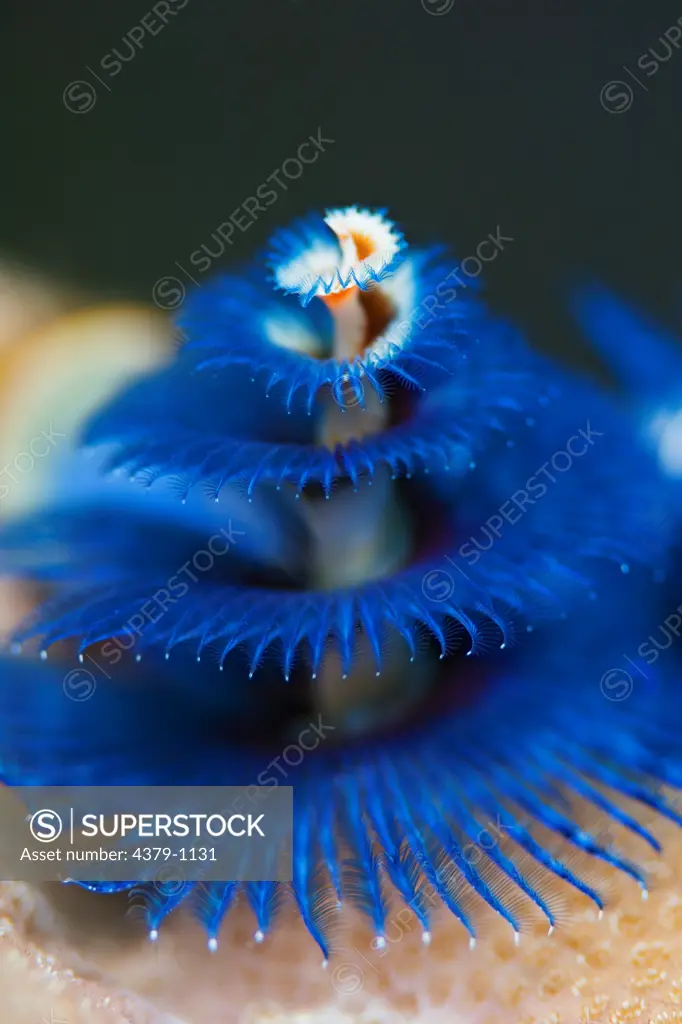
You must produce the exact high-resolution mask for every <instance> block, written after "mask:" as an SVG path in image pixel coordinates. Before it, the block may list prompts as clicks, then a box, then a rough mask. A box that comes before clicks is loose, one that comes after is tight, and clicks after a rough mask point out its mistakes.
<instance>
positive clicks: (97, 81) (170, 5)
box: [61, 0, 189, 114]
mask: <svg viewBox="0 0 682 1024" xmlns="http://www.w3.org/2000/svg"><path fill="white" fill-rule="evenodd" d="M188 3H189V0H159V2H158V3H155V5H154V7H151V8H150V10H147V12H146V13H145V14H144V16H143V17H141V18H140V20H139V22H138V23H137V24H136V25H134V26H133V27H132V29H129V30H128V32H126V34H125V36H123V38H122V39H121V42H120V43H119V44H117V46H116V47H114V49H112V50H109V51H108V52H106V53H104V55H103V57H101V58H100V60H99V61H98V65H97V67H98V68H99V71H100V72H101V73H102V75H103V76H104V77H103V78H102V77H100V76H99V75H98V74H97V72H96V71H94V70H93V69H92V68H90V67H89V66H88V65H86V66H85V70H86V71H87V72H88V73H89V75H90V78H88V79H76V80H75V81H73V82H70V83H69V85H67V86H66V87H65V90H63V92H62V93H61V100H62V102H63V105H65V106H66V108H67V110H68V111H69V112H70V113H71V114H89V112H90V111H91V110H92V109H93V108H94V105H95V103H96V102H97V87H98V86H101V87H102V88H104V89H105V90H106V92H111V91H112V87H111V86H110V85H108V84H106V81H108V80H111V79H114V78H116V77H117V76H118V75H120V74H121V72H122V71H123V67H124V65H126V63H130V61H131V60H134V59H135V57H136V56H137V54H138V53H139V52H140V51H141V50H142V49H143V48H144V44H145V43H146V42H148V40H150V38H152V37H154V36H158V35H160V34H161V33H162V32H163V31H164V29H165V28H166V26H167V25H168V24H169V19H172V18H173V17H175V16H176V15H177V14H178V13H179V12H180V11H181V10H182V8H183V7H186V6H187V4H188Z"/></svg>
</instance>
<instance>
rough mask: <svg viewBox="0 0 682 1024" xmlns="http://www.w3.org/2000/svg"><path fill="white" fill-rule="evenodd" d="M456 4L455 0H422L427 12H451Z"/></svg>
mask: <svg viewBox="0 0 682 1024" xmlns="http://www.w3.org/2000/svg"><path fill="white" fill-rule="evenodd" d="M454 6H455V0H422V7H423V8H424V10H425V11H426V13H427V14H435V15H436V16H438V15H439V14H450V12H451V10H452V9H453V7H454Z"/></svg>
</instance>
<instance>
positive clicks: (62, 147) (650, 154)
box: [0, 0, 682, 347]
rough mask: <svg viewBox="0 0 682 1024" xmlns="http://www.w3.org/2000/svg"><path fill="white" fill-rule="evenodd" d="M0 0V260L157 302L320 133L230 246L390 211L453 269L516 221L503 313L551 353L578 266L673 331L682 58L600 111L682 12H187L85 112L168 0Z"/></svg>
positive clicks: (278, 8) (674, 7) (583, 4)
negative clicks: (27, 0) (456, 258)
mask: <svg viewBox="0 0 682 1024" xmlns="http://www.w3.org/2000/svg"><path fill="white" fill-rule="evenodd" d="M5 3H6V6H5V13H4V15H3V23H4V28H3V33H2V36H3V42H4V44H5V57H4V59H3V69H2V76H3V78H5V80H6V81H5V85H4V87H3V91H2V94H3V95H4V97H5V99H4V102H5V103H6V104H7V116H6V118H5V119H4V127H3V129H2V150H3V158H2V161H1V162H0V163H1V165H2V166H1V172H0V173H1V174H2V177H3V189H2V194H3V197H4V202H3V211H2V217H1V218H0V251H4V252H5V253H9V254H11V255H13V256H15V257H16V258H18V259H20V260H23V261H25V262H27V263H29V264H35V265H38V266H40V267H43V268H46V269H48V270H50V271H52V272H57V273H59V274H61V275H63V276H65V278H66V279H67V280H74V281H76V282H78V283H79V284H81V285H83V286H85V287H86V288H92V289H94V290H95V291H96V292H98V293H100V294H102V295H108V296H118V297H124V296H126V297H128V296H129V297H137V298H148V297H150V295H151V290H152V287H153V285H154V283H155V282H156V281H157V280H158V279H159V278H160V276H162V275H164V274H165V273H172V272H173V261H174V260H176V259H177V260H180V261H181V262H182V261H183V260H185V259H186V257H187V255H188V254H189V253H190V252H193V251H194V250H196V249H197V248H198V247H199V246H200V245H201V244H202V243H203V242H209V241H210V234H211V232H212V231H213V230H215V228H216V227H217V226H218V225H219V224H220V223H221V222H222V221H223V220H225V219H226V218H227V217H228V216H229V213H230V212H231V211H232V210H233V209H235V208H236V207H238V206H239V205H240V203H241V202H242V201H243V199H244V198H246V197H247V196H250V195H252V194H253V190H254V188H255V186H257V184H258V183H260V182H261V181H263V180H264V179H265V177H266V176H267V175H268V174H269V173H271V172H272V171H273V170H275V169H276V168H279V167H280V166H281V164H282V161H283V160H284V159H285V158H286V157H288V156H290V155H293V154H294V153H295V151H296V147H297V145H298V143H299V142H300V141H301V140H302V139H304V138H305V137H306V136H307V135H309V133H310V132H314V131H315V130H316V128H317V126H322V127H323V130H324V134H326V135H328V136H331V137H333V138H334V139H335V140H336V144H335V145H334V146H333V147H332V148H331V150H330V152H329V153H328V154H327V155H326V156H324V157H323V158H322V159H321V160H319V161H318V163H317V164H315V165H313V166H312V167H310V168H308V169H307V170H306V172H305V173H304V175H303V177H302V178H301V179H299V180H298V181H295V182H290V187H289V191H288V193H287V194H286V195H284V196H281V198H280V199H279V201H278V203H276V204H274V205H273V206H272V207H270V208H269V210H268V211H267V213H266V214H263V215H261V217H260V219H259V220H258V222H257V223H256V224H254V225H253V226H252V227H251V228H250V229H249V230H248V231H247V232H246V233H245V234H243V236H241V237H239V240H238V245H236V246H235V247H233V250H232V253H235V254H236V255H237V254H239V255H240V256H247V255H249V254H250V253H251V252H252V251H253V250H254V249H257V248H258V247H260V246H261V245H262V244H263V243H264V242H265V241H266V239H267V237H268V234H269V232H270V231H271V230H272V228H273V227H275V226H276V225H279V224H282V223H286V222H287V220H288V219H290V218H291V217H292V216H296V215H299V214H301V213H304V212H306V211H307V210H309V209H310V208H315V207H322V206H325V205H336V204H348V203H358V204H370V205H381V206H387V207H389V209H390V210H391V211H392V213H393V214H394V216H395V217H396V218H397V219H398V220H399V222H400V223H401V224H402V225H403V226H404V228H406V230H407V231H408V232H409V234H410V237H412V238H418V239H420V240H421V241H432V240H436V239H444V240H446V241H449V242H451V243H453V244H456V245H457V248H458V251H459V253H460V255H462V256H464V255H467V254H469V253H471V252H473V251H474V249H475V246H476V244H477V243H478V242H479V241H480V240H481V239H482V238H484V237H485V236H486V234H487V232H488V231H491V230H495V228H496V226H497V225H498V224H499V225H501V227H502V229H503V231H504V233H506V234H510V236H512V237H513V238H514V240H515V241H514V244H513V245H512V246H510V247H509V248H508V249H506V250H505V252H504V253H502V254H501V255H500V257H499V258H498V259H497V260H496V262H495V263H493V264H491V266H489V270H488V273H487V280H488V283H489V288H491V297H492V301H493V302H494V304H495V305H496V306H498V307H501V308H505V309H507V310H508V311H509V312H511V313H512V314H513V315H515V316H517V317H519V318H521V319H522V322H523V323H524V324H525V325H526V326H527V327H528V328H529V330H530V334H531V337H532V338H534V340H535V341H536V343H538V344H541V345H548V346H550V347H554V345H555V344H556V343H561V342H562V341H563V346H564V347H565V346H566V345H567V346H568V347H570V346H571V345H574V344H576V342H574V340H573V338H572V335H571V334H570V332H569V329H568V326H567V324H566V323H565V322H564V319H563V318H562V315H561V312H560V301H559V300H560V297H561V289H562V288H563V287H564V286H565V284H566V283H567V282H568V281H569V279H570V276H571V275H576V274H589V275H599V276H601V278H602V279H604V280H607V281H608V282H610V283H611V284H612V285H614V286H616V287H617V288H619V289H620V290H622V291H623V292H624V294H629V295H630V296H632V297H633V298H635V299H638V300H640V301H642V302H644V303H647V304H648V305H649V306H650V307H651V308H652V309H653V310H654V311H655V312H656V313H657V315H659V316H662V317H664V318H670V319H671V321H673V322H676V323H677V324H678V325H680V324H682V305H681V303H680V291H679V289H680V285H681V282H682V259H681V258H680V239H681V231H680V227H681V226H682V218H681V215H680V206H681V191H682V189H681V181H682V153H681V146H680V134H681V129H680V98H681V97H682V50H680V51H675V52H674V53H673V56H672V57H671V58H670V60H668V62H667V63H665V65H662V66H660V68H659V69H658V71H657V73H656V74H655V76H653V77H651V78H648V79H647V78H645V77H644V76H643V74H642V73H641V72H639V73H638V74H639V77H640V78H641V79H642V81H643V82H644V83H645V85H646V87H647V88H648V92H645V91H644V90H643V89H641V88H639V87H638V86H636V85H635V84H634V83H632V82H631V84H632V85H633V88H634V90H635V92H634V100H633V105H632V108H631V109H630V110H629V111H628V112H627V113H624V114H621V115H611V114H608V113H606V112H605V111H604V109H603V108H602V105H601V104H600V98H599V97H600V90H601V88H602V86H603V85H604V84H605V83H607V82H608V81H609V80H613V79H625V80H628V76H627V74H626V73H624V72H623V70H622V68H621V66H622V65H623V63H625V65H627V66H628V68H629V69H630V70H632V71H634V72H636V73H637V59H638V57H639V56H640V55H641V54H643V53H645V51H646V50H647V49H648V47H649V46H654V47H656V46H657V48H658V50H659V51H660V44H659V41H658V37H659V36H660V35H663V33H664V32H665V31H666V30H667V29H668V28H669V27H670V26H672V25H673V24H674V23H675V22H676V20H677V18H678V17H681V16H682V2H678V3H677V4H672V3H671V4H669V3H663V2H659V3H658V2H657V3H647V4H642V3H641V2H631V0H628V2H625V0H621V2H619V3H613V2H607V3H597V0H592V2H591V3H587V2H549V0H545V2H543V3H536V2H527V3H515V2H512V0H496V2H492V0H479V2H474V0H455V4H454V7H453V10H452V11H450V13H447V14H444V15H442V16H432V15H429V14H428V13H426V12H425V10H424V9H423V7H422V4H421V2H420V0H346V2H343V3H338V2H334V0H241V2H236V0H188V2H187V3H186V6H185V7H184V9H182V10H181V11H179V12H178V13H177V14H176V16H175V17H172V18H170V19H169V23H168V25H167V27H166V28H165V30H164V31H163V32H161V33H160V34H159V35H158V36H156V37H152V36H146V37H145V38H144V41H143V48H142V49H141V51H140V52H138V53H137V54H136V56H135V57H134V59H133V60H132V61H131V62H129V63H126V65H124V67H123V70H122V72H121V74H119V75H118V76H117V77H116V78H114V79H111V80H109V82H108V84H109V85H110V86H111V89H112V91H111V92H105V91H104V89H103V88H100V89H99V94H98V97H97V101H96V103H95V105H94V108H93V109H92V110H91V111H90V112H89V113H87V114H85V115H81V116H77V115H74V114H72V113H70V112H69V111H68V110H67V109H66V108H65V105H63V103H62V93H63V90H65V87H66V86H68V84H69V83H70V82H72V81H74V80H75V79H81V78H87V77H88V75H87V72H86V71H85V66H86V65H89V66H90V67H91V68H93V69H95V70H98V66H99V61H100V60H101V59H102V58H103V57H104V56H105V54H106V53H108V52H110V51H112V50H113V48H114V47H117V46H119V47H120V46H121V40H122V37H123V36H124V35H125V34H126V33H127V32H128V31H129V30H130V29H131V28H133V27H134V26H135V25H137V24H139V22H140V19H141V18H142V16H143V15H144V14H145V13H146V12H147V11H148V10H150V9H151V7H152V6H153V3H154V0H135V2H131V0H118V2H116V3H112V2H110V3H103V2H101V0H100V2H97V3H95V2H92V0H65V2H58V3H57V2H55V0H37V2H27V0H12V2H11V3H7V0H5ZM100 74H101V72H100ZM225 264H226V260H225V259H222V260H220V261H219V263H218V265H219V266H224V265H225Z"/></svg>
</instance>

● ● ●

» **WORK TO COMPLETE**
Find each line above that contains the word "rough", and copy those lines.

» **SOLUTION BELOW**
You must produce the exact high-resolution mask for every <instance> block, written after "mask:" as an SVG path in image pixel coordinates. Before it, the block may list prompts as clicks, then a box, then a rough mask. A box that comes before clicks is loose, one that comes after is tight, and clicks after a rough mask point out its mistakes.
rough mask: <svg viewBox="0 0 682 1024" xmlns="http://www.w3.org/2000/svg"><path fill="white" fill-rule="evenodd" d="M456 4L455 0H422L427 12H451Z"/></svg>
rough mask: <svg viewBox="0 0 682 1024" xmlns="http://www.w3.org/2000/svg"><path fill="white" fill-rule="evenodd" d="M0 0V260L157 302L320 133L230 246L390 211L453 269L516 221L503 313L551 353L578 266L673 331L682 58L600 111L682 12H187L85 112L168 0Z"/></svg>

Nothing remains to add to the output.